Tuesday, February 10, 2009

Freely Thinking on Housing and Bush or Brush Fires in the USA and Australia

Freely Thinking on Housing and Bush or Brush Fires in the USA and Australia

“Once a house is built, it has to protect its occupants and not them protecting the house.”

Could someone tell me why the entire wild brush or bush fires are ever concentrated in California and Australia? Africa that is clad with bush and jungles and has got climatic similarities with Australia and California do not cry like this every year. Have the inhabitants of these regions ever heard of clearing fire paths every spring? That is done in Europe and by most African villages and they do not “cry of fire again” every year with the lost of several lives, properties and livestock.

Have peoples in these regions ever thought of having sprinklers surrounding their properties so that in the event of fire out break being fanned by the wind they could be turned on? Have they ever considered building fire proofed houses? Is there any reason why Californians and Australians should use wood for construction when they could use concrete and tiles instead of shingles for their roofing? These are fire proofed materials. Is there any reason why people build in isolations in wooded or bush areas when they know that their homes are flammable? Is there any reason why California whose climate is not inclement should build like those person up in the north where there are extremes of temperatures? People are better off using local materials in their areas for construction as that is the way nature distributes resources and would protect those who make good use of them.

-=-=-

▶ **INSTRUCTION 1**:
Could you set down, word for word, the part of the post on brush fires between "Have peoples in" and "use of them.", inclusive?

-=-=-

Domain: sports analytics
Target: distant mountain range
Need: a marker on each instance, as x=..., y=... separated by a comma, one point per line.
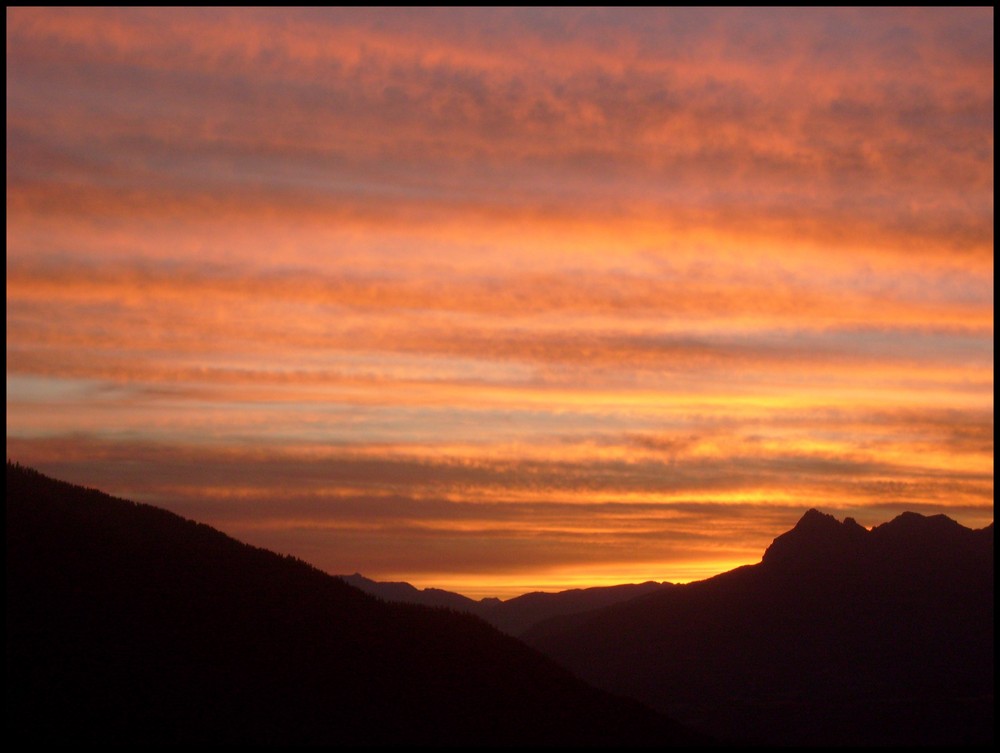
x=513, y=616
x=840, y=636
x=127, y=624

-=-=-

▶ **INSTRUCTION 2**:
Could you scale all the rows above by writing out each of their lines again, requests included, with the x and y point coordinates in the answers multiplied by 0.95 and rounded to whole numbers, halves rounding up? Leave the pictures out.

▶ **RESULT 1**:
Have peoples in these regions ever thought of having sprinklers surrounding their properties so that in the event of fire out break being fanned by the wind they could be turned on? Have they ever considered building fire proofed houses? Is there any reason why Californians and Australians should use wood for construction when they could use concrete and tiles instead of shingles for their roofing? These are fire proofed materials. Is there any reason why people build in isolations in wooded or bush areas when they know that their homes are flammable? Is there any reason why California whose climate is not inclement should build like those person up in the north where there are extremes of temperatures? People are better off using local materials in their areas for construction as that is the way nature distributes resources and would protect those who make good use of them.

▶ **RESULT 2**:
Domain: sports analytics
Target: distant mountain range
Need: a marker on each instance, as x=..., y=... separated by a comma, one point per line.
x=487, y=585
x=798, y=604
x=121, y=593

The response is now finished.